Stored items:
☆ ☆ ☆

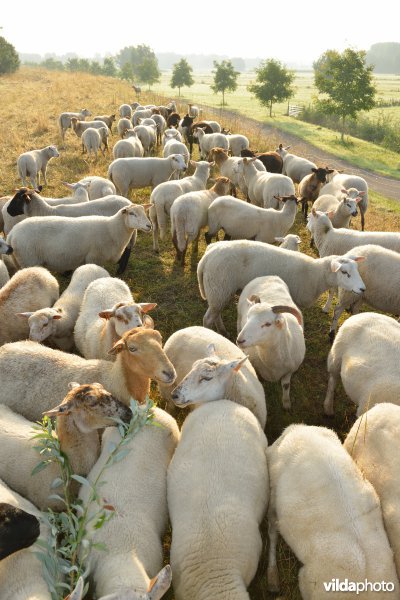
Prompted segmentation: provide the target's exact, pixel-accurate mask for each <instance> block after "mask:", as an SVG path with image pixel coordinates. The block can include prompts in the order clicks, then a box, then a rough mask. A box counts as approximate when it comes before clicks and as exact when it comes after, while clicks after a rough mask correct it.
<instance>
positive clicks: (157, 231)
mask: <svg viewBox="0 0 400 600" xmlns="http://www.w3.org/2000/svg"><path fill="white" fill-rule="evenodd" d="M190 164H191V165H194V166H195V172H194V173H193V175H190V176H189V177H184V178H183V179H180V180H179V181H165V182H164V183H160V184H159V185H157V186H156V187H155V188H154V190H153V191H152V192H151V196H150V202H151V207H150V211H149V217H150V219H151V222H152V225H153V250H154V251H155V252H158V251H159V245H158V233H160V238H161V239H162V240H164V239H165V237H166V234H167V219H168V217H169V215H170V212H171V206H172V204H173V203H174V201H175V200H176V199H177V198H178V196H181V195H182V194H186V193H188V192H195V191H199V190H205V189H206V185H207V179H208V177H209V175H210V168H211V165H210V163H208V162H207V161H199V162H194V161H191V163H190Z"/></svg>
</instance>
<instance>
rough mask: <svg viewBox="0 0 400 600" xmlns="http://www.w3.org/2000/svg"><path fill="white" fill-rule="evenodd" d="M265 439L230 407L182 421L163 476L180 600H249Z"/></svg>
mask: <svg viewBox="0 0 400 600" xmlns="http://www.w3.org/2000/svg"><path fill="white" fill-rule="evenodd" d="M266 452H267V439H266V437H265V435H264V432H263V430H262V429H261V426H260V424H259V422H258V421H257V419H256V418H255V416H254V415H253V414H252V413H251V412H250V411H249V410H248V409H247V408H245V407H244V406H238V405H237V404H235V403H234V402H231V401H230V400H216V401H215V402H209V403H206V404H203V405H201V406H199V407H198V408H196V409H195V410H194V411H193V412H192V413H191V414H190V415H189V416H188V417H187V418H186V420H185V422H184V424H183V427H182V432H181V439H180V442H179V444H178V446H177V449H176V450H175V454H174V456H173V458H172V461H171V464H170V466H169V469H168V508H169V514H170V518H171V525H172V541H171V554H170V558H171V567H172V573H173V585H174V591H175V598H176V599H177V600H187V599H189V598H190V599H191V600H206V599H211V598H221V599H222V598H230V599H232V600H233V598H235V600H248V599H249V594H248V592H247V587H248V586H249V584H250V582H251V580H252V579H253V577H254V575H255V573H256V570H257V565H258V561H259V558H260V555H261V549H262V540H261V535H260V530H259V527H260V524H261V522H262V519H263V517H264V513H265V510H266V507H267V503H268V496H269V486H268V470H267V461H266Z"/></svg>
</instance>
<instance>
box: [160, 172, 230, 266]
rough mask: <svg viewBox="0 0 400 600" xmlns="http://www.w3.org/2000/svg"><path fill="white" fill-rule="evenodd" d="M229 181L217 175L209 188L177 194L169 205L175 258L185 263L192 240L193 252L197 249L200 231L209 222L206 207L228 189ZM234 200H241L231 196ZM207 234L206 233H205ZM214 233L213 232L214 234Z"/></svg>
mask: <svg viewBox="0 0 400 600" xmlns="http://www.w3.org/2000/svg"><path fill="white" fill-rule="evenodd" d="M230 188H231V182H230V181H229V179H228V178H227V177H218V179H217V180H216V182H215V184H214V185H213V187H212V188H211V189H209V190H201V191H196V192H187V193H186V194H183V195H182V196H179V197H178V198H177V199H176V200H175V201H174V203H173V204H172V206H171V235H172V243H173V244H174V246H175V250H176V258H177V260H179V261H180V262H181V265H182V266H184V264H185V256H186V250H187V247H188V244H189V243H190V242H193V252H196V253H197V251H198V247H199V237H200V231H201V229H203V228H204V227H206V226H207V223H208V222H209V215H208V209H209V207H210V205H212V203H213V202H214V201H215V199H216V198H218V196H224V197H225V194H227V193H228V192H229V191H230ZM226 197H227V198H231V196H226ZM232 200H233V201H234V202H241V201H240V200H236V199H235V198H232ZM206 235H207V234H206ZM214 235H215V234H214Z"/></svg>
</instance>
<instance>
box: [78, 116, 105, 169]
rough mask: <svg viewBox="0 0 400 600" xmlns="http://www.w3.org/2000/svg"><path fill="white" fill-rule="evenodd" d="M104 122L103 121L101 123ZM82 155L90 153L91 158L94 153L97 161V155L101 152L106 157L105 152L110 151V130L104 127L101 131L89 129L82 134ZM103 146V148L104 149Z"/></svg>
mask: <svg viewBox="0 0 400 600" xmlns="http://www.w3.org/2000/svg"><path fill="white" fill-rule="evenodd" d="M101 122H102V121H101ZM81 139H82V154H83V153H84V152H85V150H86V152H87V153H88V156H89V158H90V156H91V154H92V152H93V154H94V155H95V157H96V160H97V153H98V151H99V150H101V153H102V154H103V156H104V151H105V150H108V129H107V127H106V126H105V125H104V126H103V127H100V128H99V129H95V128H94V127H88V128H87V129H85V131H84V132H83V133H82V136H81ZM102 144H103V148H102Z"/></svg>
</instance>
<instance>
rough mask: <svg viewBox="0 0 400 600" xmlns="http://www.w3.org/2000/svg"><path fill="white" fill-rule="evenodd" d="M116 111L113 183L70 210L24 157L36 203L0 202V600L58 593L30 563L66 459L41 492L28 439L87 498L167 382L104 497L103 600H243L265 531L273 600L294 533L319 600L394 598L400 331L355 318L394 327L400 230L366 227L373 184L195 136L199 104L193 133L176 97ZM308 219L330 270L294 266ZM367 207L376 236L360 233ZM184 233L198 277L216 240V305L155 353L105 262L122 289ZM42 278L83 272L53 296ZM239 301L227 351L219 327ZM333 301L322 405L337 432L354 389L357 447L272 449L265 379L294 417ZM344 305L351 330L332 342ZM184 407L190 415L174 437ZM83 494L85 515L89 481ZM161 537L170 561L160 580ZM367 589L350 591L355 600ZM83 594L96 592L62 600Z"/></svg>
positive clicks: (180, 261) (397, 291)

☆ ☆ ☆

## The task
Return every line of the records above that contains the string "clicks".

## Answer section
Prompted segmentation: provide the target's exact, pixel-accurate mask for each <instance> block after "mask:", as an SVG path with image pixel coordinates. The block can include prompts in the order clicks, then a box, then a rough mask. A box counts as approximate when it comes before clicks and as exact when it comes after, while clicks after a rough mask correct it.
positive clicks: (157, 231)
positive clicks: (180, 261) (397, 291)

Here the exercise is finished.